-- Directions --
Rewrite everything from the line that contains "Guideline: one marker per instance of the lamp" down to the end of the data, changing "lamp post" to "streetlight" and leaving all else the same.

### Supplied entries

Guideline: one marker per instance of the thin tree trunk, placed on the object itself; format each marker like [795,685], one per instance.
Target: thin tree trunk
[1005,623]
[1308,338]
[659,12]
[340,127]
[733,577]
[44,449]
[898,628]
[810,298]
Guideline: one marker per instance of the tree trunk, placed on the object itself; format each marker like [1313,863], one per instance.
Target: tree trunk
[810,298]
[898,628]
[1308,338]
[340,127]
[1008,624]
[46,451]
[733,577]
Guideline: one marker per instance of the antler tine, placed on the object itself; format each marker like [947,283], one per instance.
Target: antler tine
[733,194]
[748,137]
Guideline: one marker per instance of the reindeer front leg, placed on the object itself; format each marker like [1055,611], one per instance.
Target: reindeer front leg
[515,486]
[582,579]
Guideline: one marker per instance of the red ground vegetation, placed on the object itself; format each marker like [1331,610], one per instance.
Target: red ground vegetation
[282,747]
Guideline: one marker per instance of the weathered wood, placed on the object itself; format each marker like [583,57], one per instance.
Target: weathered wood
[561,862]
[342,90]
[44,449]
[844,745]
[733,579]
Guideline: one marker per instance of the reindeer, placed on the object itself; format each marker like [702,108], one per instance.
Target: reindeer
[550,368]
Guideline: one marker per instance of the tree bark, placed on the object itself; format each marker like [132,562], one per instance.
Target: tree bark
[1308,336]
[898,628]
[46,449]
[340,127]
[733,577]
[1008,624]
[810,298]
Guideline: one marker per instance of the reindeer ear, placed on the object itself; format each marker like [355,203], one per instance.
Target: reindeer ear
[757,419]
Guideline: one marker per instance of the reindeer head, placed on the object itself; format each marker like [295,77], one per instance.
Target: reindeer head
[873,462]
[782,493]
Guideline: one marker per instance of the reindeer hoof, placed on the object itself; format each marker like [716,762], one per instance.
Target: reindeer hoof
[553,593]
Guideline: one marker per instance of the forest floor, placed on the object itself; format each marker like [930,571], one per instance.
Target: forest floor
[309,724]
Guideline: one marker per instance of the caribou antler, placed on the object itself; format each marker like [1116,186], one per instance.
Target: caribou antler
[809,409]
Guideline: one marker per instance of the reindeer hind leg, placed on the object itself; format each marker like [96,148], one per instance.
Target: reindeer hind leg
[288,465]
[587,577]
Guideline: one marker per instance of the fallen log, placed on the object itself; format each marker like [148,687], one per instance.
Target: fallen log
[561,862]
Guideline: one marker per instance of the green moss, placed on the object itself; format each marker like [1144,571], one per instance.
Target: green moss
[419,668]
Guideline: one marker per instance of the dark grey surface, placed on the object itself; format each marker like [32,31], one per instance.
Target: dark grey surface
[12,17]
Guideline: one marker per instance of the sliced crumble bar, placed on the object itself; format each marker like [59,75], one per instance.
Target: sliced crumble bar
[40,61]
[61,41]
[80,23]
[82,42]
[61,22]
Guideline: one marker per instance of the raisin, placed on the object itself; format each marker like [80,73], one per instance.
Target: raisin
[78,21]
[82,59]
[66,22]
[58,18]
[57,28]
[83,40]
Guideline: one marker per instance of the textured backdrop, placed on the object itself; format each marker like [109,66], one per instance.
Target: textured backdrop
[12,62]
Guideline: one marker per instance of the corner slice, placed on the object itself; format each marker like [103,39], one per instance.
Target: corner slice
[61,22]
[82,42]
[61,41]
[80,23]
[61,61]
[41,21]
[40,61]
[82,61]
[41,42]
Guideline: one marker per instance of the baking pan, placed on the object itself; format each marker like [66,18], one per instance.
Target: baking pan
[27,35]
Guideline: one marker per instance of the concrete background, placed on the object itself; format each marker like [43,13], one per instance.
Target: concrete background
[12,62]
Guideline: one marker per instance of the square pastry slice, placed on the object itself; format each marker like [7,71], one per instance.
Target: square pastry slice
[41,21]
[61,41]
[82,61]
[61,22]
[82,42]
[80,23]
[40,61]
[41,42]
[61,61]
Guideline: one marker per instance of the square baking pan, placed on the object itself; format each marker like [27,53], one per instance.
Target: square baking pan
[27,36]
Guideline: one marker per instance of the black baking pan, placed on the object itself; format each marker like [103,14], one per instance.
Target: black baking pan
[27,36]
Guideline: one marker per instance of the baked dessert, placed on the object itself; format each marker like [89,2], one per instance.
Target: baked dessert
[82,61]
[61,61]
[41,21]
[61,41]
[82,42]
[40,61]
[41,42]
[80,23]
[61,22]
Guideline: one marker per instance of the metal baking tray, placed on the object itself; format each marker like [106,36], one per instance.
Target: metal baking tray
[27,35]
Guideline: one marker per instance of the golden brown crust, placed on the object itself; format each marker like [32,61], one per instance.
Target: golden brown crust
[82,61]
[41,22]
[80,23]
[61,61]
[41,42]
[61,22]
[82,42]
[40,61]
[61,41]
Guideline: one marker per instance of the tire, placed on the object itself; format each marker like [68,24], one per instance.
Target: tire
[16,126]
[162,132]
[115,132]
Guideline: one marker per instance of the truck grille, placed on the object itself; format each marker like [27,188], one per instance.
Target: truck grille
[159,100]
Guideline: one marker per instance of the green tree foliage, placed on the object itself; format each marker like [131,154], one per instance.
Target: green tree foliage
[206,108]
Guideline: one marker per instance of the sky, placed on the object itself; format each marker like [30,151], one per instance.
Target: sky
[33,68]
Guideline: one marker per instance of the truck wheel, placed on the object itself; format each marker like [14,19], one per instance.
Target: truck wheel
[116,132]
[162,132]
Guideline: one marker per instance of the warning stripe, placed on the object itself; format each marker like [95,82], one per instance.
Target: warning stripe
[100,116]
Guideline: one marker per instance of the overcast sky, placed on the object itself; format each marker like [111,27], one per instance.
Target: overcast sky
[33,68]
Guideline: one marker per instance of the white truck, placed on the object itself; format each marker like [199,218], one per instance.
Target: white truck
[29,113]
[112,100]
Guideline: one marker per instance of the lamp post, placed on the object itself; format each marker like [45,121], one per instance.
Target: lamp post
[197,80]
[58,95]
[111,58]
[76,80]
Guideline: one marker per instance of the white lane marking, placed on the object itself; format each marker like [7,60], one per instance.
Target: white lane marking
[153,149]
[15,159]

######

-- Worked answer --
Guideline: one marker per instance of the streetlight, placed on the object itself; format each marker like [45,121], one per instance.
Target: streetlight
[197,80]
[58,95]
[111,58]
[76,80]
Guideline: one marker per instance of the white lane marking, placed on the object itself; format each marker like [7,60], one per instance.
Target: white lane marking
[153,149]
[15,159]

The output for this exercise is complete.